_Tasks to carry out_
a) Answer these from the post on 2.5 micrometer particles:
(i) What did the late toxicology professor say about lab air pollution experiments?
(ii) What happens to particles smaller than 0.5 um?
(iii) What exchange takes place in the alveoli?
b) Using the post on 2.5 micrometer particles, explain in one to three sentences why that particle size matters.
c) Carry on the post on 2.5 micrometer particles from the point where it ends.

_Source text_
Originally Posted by DrCharles
Originally Posted by 360view
[quote=A39Coronet]
and the latest medical “buzzword” - 2.5 micrometer air pollution particles

Actually that's not new, and it's not a "buzzword" either. A brief lecture: wink

My late toxicology professor used to say back in the 90's about lab air pollution experiments, "Rats can't inhale rocks". In other words, really large particles don't make it into the nose. Particles big enough to stay in the airstream are trapped in the mucus of the upper airways starting at the nose, and usually swallowed or ejected. Really tiny particles (less than 0.5 um) go in and out of the lungs with the air. But those around 2.5 um get sucked in and stick in the alveoli, the microscopic lung sacs where the actual exchange of oxygen and CO2 takes place.

That is why that particular size is important. Especially if they are carcinogenic materials (chemical or alpha-emitting radioactive) that stay in the lung for life and keep building up with exposure over time.

_Saved entries_
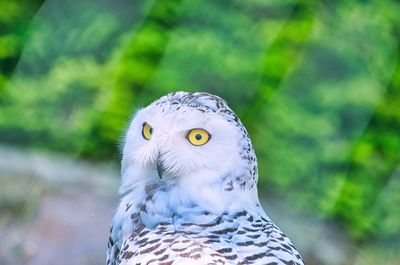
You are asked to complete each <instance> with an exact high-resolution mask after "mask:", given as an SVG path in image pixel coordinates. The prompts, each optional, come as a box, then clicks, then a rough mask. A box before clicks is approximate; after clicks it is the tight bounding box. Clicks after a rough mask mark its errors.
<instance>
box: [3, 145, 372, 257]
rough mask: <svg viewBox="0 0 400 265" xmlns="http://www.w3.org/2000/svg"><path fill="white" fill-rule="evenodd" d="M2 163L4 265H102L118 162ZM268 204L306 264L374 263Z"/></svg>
mask: <svg viewBox="0 0 400 265" xmlns="http://www.w3.org/2000/svg"><path fill="white" fill-rule="evenodd" d="M0 158H1V159H0V210H1V212H0V264H1V265H11V264H13V265H18V264H27V265H45V264H58V265H67V264H68V265H71V264H82V265H84V264H85V265H94V264H104V263H105V249H106V243H107V236H108V230H109V225H110V223H111V219H112V215H113V211H114V208H115V206H116V204H117V202H118V194H117V189H118V183H119V169H118V165H115V164H104V163H103V164H96V163H91V162H87V161H86V162H85V161H80V160H75V159H72V158H68V157H62V156H59V155H54V154H48V153H41V152H34V151H25V150H19V149H15V148H10V147H5V146H0ZM263 201H264V202H265V203H263V205H264V208H265V209H266V211H267V213H268V215H269V216H270V217H271V218H272V219H273V220H274V221H275V222H276V223H277V224H278V226H280V227H281V228H282V230H283V231H285V232H286V233H287V234H288V235H289V236H290V238H291V239H292V241H293V242H294V243H295V245H296V246H297V247H298V248H299V250H300V252H301V253H302V255H303V256H304V258H305V259H306V261H307V264H310V265H311V264H332V265H336V264H369V263H364V262H362V259H360V256H359V255H358V256H357V255H356V253H357V250H356V249H355V246H354V245H353V244H351V243H350V241H349V240H348V238H347V237H346V234H345V233H344V232H343V230H342V229H340V228H338V227H336V226H334V225H332V224H329V223H324V222H322V221H316V220H313V219H311V218H310V217H306V216H301V215H300V214H298V213H296V212H294V210H293V209H291V208H290V207H289V206H288V205H289V204H288V203H282V200H278V199H277V198H269V197H267V198H263ZM372 264H373V263H372Z"/></svg>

_Your responses_
a)
(i) "Rats can't inhale rocks."
(ii) They go in and out of the lungs with the air.
(iii) The exchange of oxygen and CO2.

b) Particles around 2.5 um get sucked in and stick in the alveoli. Larger ones are trapped in upper-airway mucus, and smaller ones pass in and out with the air. This matters most when the particles are carcinogenic, because they stay in the lung for life and keep building up with exposure over time.

c)
I am interested -2.5 micrometer particle science.
Buzzword to me means “suddenly very much in abstracts” not utterly false.

I have been involved in particle air pollution since 1975 when I was required by law to take a course in “Black Lung” disease due to the new regs in the 1968 Mine Safety and Health law. I decided then, at my Grandfather’s urging, to start wearing a N95 masks/respirators. I have now worn N95s countless hours. My first job underground was as “Curtain Man & Cable Puller” which puts you in the thickest dust. It was known then that Coal has Uranium and Thorium naturally in it., plus Silica varieties, which can cause lung cancer. Some coal seams have layers of volcanic ash mixed in.

In school I had Professors who were involved in the local problem of “Brown Lung” from cotton dust in the many textile mills of the Carolinas, and many mill workers also smoked the cigarettes that were turned out by the Billions in the Durham cigarette factories.

In 1978 I had to take British National Coal Board dust protection and abatement training too.
The NCB is correctly proud that they pioneered mine dust health.
They call it Pneumoconiosis rather than “Black Lung.”
I asked my instructor why the UK standard for dust was 4 milligrams per cubic meter, whereas in the USA the legal limit was 2 milligrams per cubic meter.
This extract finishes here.